= Supplied material =
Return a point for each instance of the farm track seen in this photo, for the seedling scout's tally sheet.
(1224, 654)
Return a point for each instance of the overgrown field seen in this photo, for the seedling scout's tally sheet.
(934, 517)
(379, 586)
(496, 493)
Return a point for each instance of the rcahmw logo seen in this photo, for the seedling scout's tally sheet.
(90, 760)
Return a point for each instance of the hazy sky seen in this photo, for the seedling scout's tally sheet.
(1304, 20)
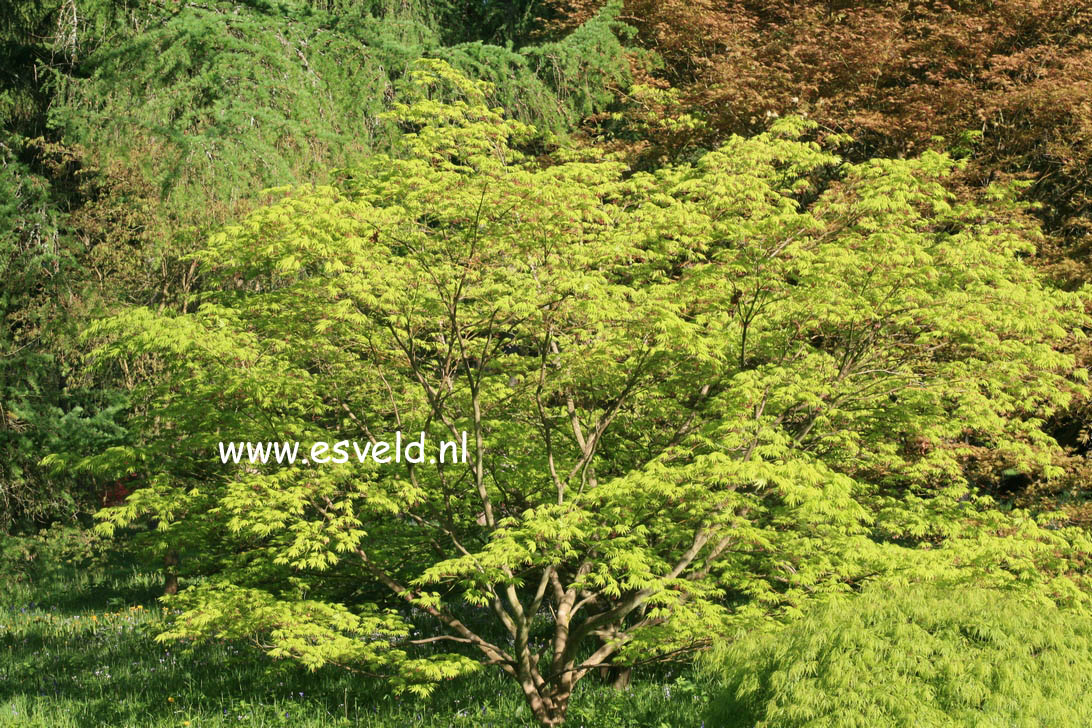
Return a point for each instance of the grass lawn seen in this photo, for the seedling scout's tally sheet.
(76, 651)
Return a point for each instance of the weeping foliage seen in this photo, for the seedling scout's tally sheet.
(928, 657)
(693, 398)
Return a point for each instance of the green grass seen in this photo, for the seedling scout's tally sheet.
(76, 651)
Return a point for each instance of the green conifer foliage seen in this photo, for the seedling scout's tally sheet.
(692, 398)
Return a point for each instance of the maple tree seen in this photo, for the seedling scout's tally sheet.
(695, 398)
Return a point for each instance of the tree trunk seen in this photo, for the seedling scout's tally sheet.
(170, 572)
(548, 703)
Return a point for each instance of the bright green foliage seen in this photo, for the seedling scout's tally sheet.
(914, 657)
(691, 397)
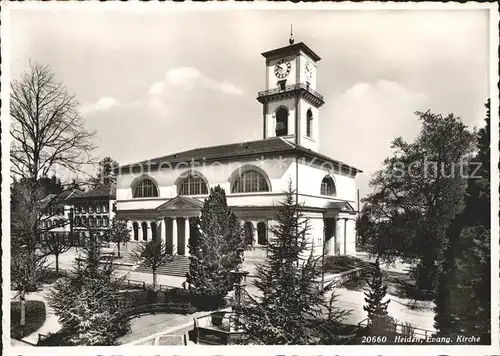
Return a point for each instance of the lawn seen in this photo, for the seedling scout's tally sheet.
(338, 264)
(398, 284)
(35, 317)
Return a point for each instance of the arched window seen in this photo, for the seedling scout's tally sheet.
(193, 185)
(153, 231)
(328, 187)
(282, 122)
(144, 226)
(262, 233)
(250, 181)
(145, 189)
(309, 123)
(135, 227)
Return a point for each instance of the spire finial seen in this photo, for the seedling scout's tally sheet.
(291, 40)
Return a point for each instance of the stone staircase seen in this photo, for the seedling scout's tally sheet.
(178, 268)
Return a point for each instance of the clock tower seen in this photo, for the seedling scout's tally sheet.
(290, 102)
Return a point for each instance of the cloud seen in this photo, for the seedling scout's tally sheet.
(157, 88)
(189, 78)
(103, 104)
(182, 79)
(374, 112)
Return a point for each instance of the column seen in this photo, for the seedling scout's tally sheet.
(174, 236)
(163, 232)
(139, 231)
(255, 234)
(186, 236)
(345, 236)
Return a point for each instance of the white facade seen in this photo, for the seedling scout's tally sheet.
(158, 197)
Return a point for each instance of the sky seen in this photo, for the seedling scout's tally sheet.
(158, 82)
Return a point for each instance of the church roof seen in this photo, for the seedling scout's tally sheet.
(181, 202)
(274, 145)
(340, 205)
(104, 191)
(292, 49)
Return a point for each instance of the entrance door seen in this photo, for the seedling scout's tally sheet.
(330, 239)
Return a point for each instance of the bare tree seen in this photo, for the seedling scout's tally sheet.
(55, 243)
(152, 254)
(46, 133)
(119, 233)
(46, 129)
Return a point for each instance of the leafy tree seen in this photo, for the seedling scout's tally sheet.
(118, 233)
(215, 249)
(105, 175)
(55, 243)
(417, 195)
(465, 303)
(375, 307)
(26, 272)
(89, 303)
(46, 130)
(291, 306)
(152, 254)
(248, 231)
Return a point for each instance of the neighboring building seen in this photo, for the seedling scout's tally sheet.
(94, 209)
(158, 197)
(56, 217)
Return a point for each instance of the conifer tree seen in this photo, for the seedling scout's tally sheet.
(88, 302)
(375, 307)
(290, 308)
(152, 254)
(216, 247)
(118, 233)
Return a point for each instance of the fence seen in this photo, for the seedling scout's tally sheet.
(177, 308)
(402, 329)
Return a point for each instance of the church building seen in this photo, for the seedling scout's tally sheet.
(157, 197)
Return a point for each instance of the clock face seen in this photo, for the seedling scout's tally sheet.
(282, 68)
(308, 71)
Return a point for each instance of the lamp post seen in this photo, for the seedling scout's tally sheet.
(239, 287)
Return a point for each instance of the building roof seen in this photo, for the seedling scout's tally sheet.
(274, 145)
(340, 205)
(104, 191)
(292, 49)
(181, 202)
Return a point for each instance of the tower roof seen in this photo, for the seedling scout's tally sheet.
(292, 49)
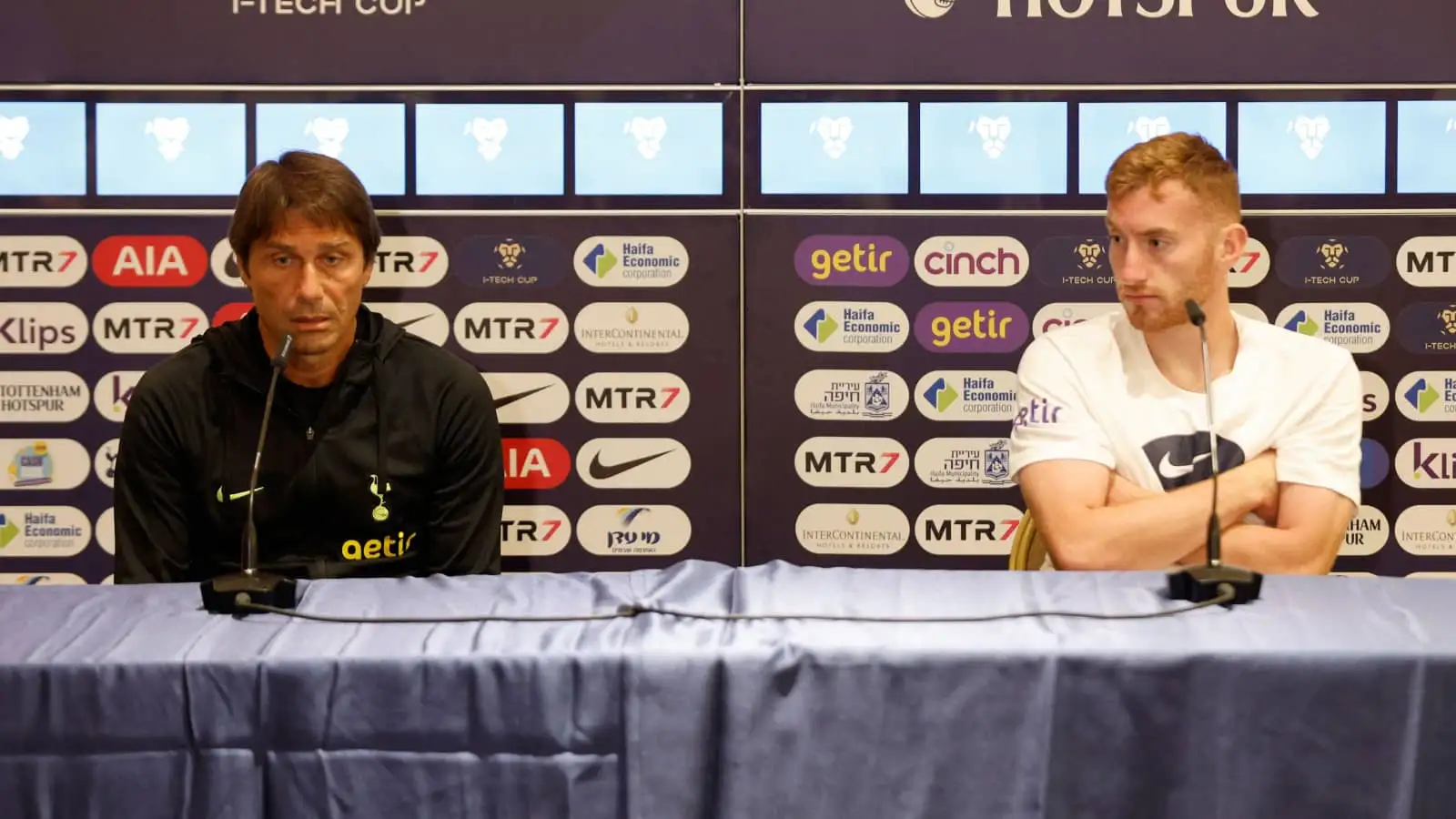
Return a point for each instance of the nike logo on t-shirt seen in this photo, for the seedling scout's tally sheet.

= Exercise task =
Copy all of the entries above word for word, leaving out the pictures.

= Expected answer =
Return a point for each instance of the farm track seen in this photo, for the seedling scout's tally sheet.
(1224, 654)
Return a point for each instance of the overgrown field seen in this photo, for the seedling scout's tally sheet.
(934, 517)
(379, 586)
(496, 493)
Return a point for each instance of the rcahmw logo seen in this photo, for the seedling scout's tally sheet.
(90, 760)
Return a point for each instance of the hazy sky seen in this photo, for the seedling scout's tally sheet.
(1304, 20)
Return a point for each instance of the grass lawn seen in this photo, for the seedling scout's tally sheet.
(76, 651)
Return a point for each instance of the weeping foliage seen in this photo, for the seedling scout's tally sheet.
(928, 657)
(693, 398)
Return a point for each instance of the green grass seen in this photo, for the seedling scout's tally sheet.
(76, 651)
Return a point for each instance of the green conifer foliage seen in this photo, for the seedling scout's tally sheet.
(692, 398)
Return a point for each instance of the maple tree seen in this photo, for the seedling scout's tally sheet.
(695, 398)
Return a point for each instance of the tree trunk seen in this photo, for the seedling scout's tally sheet.
(170, 572)
(548, 703)
Return a point for each instance of the bright green foliage seen in this photo, for the seedling scout's tally sheet.
(914, 657)
(691, 397)
Return a point for each instance of the lawn seen in this photo, for the seedling scout's tally sheet.
(338, 264)
(398, 284)
(35, 317)
Return a point for each instance of the arched window seen in this photo, for the seedling scout's tally sheet.
(193, 185)
(153, 231)
(328, 187)
(282, 122)
(144, 226)
(262, 233)
(250, 181)
(145, 189)
(309, 123)
(135, 227)
Return a point for each instance of the spire finial seen in this photo, for the seedling scout's tally sheet.
(291, 40)
Return a point for each instance of the stone staircase seen in this photo, for the seedling scout's tally sheet.
(178, 268)
Return a point for each instance of the clock tower seen in this photo, for the seedling scout's tally sheet.
(290, 102)
Return a point for each instance of the cloud seen in this photo, for the seedling scout's tally sheet.
(157, 88)
(189, 78)
(103, 104)
(182, 79)
(374, 112)
Return a point for each instance of the column seen in this photo, for the seedling scout's tally sheet.
(174, 236)
(163, 232)
(139, 231)
(255, 234)
(186, 236)
(345, 236)
Return a point for each instance of the white facade seen in this photo, for the seedling scout's tally sheet.
(158, 197)
Return a point for each instance of the sky seen in this photo, for the seedling scout's tally sheet.
(158, 82)
Return a point for each instance of the church roof seen in this photo, for the seedling scout's tally sheet.
(181, 202)
(274, 145)
(340, 205)
(104, 191)
(292, 49)
Return a point for each instance of the entrance door seen in this photo, for the seedling scout's tally sheet.
(330, 239)
Return a point for each instance of the bare tree seen in this photo, for the seedling scout's tally sheet.
(55, 243)
(152, 254)
(46, 133)
(119, 233)
(46, 129)
Return a point for each instance of the leafy tree seen in this photo, for the seedling scout's tally sheet.
(118, 233)
(215, 249)
(105, 175)
(55, 243)
(417, 195)
(465, 303)
(375, 307)
(26, 272)
(89, 303)
(46, 130)
(291, 306)
(152, 254)
(248, 231)
Return a point for each instance of the neighboring building seen in this photo, for the seedling scout's tally sheet.
(94, 209)
(158, 197)
(56, 217)
Return a point for each instance of the conifer tree seen in this photo, for the seedling scout's tally sheet.
(88, 302)
(375, 307)
(290, 308)
(152, 254)
(216, 247)
(118, 233)
Return a point for each instance of the fence seen in this photo, for the seedling scout's tally sheet.
(177, 308)
(402, 329)
Return a point for each instance of the church building seen in this photo, for the seedling scout's tally sheet.
(157, 197)
Return a point for each instance of the clock face seen in this photo, for the seedling scout's tally sheet.
(282, 68)
(308, 71)
Return a point for each instance of the lamp post seen in this photo, for the seedling scout's tally sheet.
(239, 287)
Return a point for each instance of the building roof seen in this photo, for the seedling scout's tally sheet.
(274, 145)
(340, 205)
(104, 191)
(292, 49)
(181, 202)
Return a point for each instance of the tower roof seen in this photo, for the seedling scout's tally sheet.
(292, 49)
Return a point for each instance of the nike logo on t-shirt seen in this photo, for the seedling scout's tally sheet.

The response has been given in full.